[Opening ENTRIES SHOWN section]

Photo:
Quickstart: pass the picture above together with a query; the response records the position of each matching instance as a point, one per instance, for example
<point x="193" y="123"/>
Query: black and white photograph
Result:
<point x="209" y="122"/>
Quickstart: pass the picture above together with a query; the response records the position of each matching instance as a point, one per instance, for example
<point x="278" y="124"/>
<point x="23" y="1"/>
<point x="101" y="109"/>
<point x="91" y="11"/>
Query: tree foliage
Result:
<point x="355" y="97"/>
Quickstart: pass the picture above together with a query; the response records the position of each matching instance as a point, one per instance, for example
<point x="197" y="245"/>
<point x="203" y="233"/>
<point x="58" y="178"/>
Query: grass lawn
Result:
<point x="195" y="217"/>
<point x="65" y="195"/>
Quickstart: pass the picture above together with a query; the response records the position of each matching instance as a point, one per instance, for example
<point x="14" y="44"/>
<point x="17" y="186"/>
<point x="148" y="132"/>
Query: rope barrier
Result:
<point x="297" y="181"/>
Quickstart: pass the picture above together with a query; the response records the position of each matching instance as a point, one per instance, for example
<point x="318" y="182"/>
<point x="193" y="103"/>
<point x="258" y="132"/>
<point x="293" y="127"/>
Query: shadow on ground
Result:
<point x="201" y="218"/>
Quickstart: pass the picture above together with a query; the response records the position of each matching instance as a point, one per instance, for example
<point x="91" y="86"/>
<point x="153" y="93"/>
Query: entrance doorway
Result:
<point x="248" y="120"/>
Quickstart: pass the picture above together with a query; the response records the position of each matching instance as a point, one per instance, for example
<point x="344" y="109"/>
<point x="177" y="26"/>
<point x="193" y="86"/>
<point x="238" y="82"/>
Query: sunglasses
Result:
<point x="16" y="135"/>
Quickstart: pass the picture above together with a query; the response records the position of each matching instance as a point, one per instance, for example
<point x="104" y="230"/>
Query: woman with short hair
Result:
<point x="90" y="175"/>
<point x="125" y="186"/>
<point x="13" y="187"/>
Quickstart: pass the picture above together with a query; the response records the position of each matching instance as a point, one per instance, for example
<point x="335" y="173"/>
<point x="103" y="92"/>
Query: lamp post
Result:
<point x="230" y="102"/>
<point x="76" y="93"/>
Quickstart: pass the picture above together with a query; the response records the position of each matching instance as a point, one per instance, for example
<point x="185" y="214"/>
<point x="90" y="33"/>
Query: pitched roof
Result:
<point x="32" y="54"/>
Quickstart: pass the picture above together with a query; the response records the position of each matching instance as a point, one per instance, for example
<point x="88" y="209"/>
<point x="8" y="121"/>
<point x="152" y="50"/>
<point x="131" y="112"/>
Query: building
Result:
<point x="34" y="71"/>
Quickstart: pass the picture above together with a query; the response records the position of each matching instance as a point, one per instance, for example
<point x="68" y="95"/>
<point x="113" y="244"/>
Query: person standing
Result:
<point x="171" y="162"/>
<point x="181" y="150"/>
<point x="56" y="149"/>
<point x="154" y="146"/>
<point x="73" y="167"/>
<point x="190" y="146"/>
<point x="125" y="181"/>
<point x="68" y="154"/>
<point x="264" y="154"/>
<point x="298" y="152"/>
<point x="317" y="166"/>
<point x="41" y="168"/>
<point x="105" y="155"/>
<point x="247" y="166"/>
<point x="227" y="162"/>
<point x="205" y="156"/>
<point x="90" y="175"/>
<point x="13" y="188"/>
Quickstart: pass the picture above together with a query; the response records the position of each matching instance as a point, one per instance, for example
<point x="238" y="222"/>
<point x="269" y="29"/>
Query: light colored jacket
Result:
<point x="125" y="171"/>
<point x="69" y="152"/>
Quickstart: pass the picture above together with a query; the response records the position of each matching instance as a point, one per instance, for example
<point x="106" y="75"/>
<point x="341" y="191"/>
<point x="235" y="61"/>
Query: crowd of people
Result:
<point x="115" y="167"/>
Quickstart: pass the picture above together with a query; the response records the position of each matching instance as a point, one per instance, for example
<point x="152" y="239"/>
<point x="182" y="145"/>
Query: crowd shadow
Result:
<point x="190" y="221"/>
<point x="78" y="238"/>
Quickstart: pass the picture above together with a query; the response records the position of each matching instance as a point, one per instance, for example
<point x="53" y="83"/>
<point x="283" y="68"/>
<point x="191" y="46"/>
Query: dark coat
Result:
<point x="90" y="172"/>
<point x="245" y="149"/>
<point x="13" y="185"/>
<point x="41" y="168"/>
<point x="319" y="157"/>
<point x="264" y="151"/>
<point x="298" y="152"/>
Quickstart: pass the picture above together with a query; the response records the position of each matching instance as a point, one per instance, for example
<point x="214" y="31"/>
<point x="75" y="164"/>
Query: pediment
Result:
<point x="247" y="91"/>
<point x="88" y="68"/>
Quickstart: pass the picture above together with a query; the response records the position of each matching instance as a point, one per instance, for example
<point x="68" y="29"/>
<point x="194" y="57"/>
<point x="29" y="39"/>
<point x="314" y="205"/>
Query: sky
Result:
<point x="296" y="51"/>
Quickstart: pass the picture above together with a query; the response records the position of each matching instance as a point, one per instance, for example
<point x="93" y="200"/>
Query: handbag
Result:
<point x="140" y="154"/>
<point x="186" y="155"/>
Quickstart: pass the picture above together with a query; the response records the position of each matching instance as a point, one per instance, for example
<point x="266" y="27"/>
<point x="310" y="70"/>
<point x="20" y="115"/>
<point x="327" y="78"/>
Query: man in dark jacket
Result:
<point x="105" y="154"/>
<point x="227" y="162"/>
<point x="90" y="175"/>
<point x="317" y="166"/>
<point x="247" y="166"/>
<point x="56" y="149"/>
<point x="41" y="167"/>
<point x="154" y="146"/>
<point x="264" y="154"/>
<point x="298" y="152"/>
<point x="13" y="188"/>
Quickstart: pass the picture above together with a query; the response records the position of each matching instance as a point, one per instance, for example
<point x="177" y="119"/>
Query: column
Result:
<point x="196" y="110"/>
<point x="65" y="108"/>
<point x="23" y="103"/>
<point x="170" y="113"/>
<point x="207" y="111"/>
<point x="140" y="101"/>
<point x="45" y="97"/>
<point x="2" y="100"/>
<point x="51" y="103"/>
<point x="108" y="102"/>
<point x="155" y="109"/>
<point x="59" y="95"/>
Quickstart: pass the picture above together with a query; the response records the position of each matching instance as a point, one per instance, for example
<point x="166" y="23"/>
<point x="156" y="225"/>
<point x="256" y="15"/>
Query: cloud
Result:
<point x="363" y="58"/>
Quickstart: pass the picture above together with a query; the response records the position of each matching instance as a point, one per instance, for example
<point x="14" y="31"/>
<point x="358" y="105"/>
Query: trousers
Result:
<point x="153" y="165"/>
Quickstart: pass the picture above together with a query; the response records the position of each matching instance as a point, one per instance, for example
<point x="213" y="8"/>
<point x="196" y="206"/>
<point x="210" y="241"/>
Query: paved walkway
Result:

[Closing ENTRIES SHOWN section]

→ **EXERCISE OBJECTIVE**
Return the records in full. Omit nothing.

→ **EXERCISE RESULT**
Photo:
Quickstart: pass the picture above together with a query; the response records the position of each matching instance as a point, one per instance, for example
<point x="193" y="123"/>
Query: black and white photograph
Result:
<point x="209" y="122"/>
Quickstart: pass the picture above together with a query; the response records the position of each matching instance as a point, one per instance, for example
<point x="278" y="124"/>
<point x="23" y="1"/>
<point x="101" y="109"/>
<point x="91" y="11"/>
Query: tree foliage
Result:
<point x="355" y="97"/>
Quickstart: pass the picture above together with a query; the response records the position of each matching instance as a point, one per instance, for example
<point x="197" y="245"/>
<point x="203" y="233"/>
<point x="58" y="178"/>
Query: grass lawn
Result:
<point x="195" y="217"/>
<point x="65" y="195"/>
Quickstart: pass the picture above together with a query; the response records the position of each matching instance as a point, one per instance, for example
<point x="14" y="44"/>
<point x="17" y="186"/>
<point x="148" y="132"/>
Query: rope barrier
Result:
<point x="297" y="181"/>
Quickstart: pass the picture above together with a query; the response records the position of each matching instance as a point, one per instance, for example
<point x="318" y="182"/>
<point x="193" y="103"/>
<point x="258" y="132"/>
<point x="293" y="127"/>
Query: shadow on ground
Result:
<point x="201" y="218"/>
Quickstart: pass the picture above together with a query; the response records the position of each matching instance as a point, one per instance, for example
<point x="91" y="86"/>
<point x="153" y="93"/>
Query: entrance doorway
Result:
<point x="248" y="120"/>
Quickstart: pass the picture above together with a query; the response records the position of each matching instance as a point, one per instance, for example
<point x="344" y="109"/>
<point x="177" y="26"/>
<point x="193" y="86"/>
<point x="238" y="82"/>
Query: sunglasses
Result:
<point x="16" y="135"/>
Quickstart: pass the picture above together with a query; the response records the position of each matching instance as a point, one per instance, for example
<point x="104" y="230"/>
Query: woman with short hair
Result:
<point x="90" y="175"/>
<point x="125" y="186"/>
<point x="13" y="187"/>
Quickstart: pass the picture above together with a query; the response records the position of each matching instance as a point, one per instance, for example
<point x="335" y="173"/>
<point x="103" y="92"/>
Query: lamp post
Result:
<point x="230" y="102"/>
<point x="76" y="93"/>
Quickstart: pass the picture above together with a query; the response records the position of each matching instance as a point, one per instance, for example
<point x="185" y="214"/>
<point x="90" y="33"/>
Query: pitched roof
Result:
<point x="32" y="54"/>
Quickstart: pass the picture above together with a query; the response records the position of each matching instance as a point, one per instance, for example
<point x="88" y="209"/>
<point x="8" y="121"/>
<point x="152" y="50"/>
<point x="131" y="112"/>
Query: building
Result:
<point x="34" y="71"/>
Quickstart: pass the picture above together with a query; the response records the position of each matching instance as a point, one per instance, for example
<point x="68" y="95"/>
<point x="113" y="244"/>
Query: person standing
Result:
<point x="171" y="162"/>
<point x="181" y="150"/>
<point x="56" y="149"/>
<point x="154" y="146"/>
<point x="73" y="167"/>
<point x="190" y="146"/>
<point x="125" y="181"/>
<point x="68" y="154"/>
<point x="264" y="154"/>
<point x="298" y="152"/>
<point x="317" y="166"/>
<point x="41" y="168"/>
<point x="105" y="155"/>
<point x="247" y="166"/>
<point x="227" y="162"/>
<point x="205" y="156"/>
<point x="90" y="175"/>
<point x="13" y="188"/>
Quickstart: pass the picture above together with a query; the response records the position of each matching instance as a point, one per instance, for example
<point x="238" y="222"/>
<point x="269" y="29"/>
Query: light colored jacket
Result:
<point x="125" y="171"/>
<point x="69" y="152"/>
Quickstart: pass the picture above together with a query; the response records the position of each matching instance as a point, one per instance, for example
<point x="106" y="75"/>
<point x="341" y="191"/>
<point x="235" y="61"/>
Query: crowd of people
Result:
<point x="115" y="167"/>
Quickstart: pass the picture above together with a query; the response records the position of each matching instance as a point, one per instance, for example
<point x="152" y="239"/>
<point x="182" y="145"/>
Query: crowd shadow
Result:
<point x="190" y="221"/>
<point x="78" y="238"/>
Quickstart: pass the picture above together with a query; the response records the position of each matching instance as a point, one per instance, for example
<point x="53" y="83"/>
<point x="283" y="68"/>
<point x="191" y="46"/>
Query: dark coat
Result:
<point x="90" y="172"/>
<point x="245" y="149"/>
<point x="13" y="185"/>
<point x="41" y="168"/>
<point x="319" y="157"/>
<point x="264" y="151"/>
<point x="298" y="152"/>
Quickstart: pass the picture above together with a query; the response records the position of each matching instance as a point, one per instance, for example
<point x="214" y="31"/>
<point x="75" y="164"/>
Query: pediment
Result:
<point x="247" y="91"/>
<point x="88" y="68"/>
Quickstart: pass the picture above together with a query; the response records the position of each matching instance as a point, one per instance, for example
<point x="68" y="29"/>
<point x="194" y="57"/>
<point x="29" y="39"/>
<point x="314" y="205"/>
Query: sky
Result:
<point x="296" y="51"/>
Quickstart: pass the picture above together with a query; the response records the position of each matching instance as a point, one per instance, for example
<point x="93" y="200"/>
Query: handbag
Result:
<point x="140" y="154"/>
<point x="186" y="155"/>
Quickstart: pass the picture above together with a query; the response records the position of each matching instance as a point, one per instance, for example
<point x="266" y="27"/>
<point x="310" y="70"/>
<point x="20" y="115"/>
<point x="327" y="78"/>
Query: man in dark jacket
Result:
<point x="105" y="154"/>
<point x="227" y="162"/>
<point x="90" y="175"/>
<point x="317" y="166"/>
<point x="247" y="166"/>
<point x="56" y="149"/>
<point x="41" y="167"/>
<point x="154" y="146"/>
<point x="264" y="154"/>
<point x="298" y="152"/>
<point x="13" y="188"/>
Quickstart: pass the picture above together with a query; the response records the position of each matching instance as a point, one per instance, for example
<point x="177" y="119"/>
Query: column
Result:
<point x="196" y="110"/>
<point x="65" y="108"/>
<point x="23" y="103"/>
<point x="170" y="113"/>
<point x="207" y="111"/>
<point x="140" y="101"/>
<point x="45" y="97"/>
<point x="2" y="100"/>
<point x="51" y="103"/>
<point x="108" y="102"/>
<point x="155" y="109"/>
<point x="59" y="95"/>
Quickstart: pass the picture above together with a query; the response records the position of each matching instance as a point, one per instance, for example
<point x="166" y="23"/>
<point x="156" y="225"/>
<point x="256" y="15"/>
Query: cloud
Result:
<point x="363" y="58"/>
Quickstart: pass the picture above together with a query; the response records the position of each matching instance as a point, one per instance, for example
<point x="14" y="31"/>
<point x="358" y="105"/>
Query: trousers
Result:
<point x="153" y="165"/>
Quickstart: pass the picture above together with a query; the response records the position of each matching instance as a point, one per instance, for example
<point x="213" y="8"/>
<point x="196" y="206"/>
<point x="210" y="241"/>
Query: paved walkway
Result:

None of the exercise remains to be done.